* [To do]: Give back the whole listing exactly, line by line.

* [Provided information]:
------------------------------------------------------------

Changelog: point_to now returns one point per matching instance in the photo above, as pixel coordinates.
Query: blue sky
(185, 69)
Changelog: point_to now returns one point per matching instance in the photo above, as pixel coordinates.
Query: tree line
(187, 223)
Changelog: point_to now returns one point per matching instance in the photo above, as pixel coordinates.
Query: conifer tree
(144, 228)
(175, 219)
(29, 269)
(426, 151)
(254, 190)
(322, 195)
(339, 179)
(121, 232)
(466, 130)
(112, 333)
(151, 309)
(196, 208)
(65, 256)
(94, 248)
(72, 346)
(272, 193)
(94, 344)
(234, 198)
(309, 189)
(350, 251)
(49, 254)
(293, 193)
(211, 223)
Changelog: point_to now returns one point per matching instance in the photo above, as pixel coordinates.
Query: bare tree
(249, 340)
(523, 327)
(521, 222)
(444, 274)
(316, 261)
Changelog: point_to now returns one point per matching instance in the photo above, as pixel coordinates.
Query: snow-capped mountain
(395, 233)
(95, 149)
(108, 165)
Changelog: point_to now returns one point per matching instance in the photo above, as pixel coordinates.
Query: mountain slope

------------------------------------------------------------

* [Result for this task]:
Changelog: point_to now returns one point per matching instance in the photo above, as pixel coordinates.
Query: blue sky
(185, 69)
Changelog: point_to now returns one point per matching instance in the photo above, as pixel coordinates.
Query: tree line
(187, 223)
Changelog: point_to now returns one point per matching instance in the photo above, as pixel coordinates.
Query: conifer tree
(144, 228)
(175, 219)
(29, 269)
(426, 151)
(254, 190)
(322, 195)
(339, 179)
(121, 232)
(466, 130)
(112, 333)
(151, 309)
(196, 208)
(65, 256)
(94, 248)
(72, 346)
(272, 193)
(94, 344)
(234, 198)
(309, 189)
(350, 251)
(49, 254)
(293, 193)
(211, 223)
Changelog: point_to now returns one point per matching instance in the photo above, as pixel coordinates.
Query: bare tree
(249, 340)
(523, 327)
(521, 222)
(444, 274)
(316, 261)
Changelog: point_to now returns one point per matching instance in the photo above, as pixel coordinates.
Query: snow-capped mountain
(395, 233)
(95, 149)
(108, 165)
Changelog: point_to now returns one point per matching instance in the photo above, as pixel coordinates.
Query: mountain slope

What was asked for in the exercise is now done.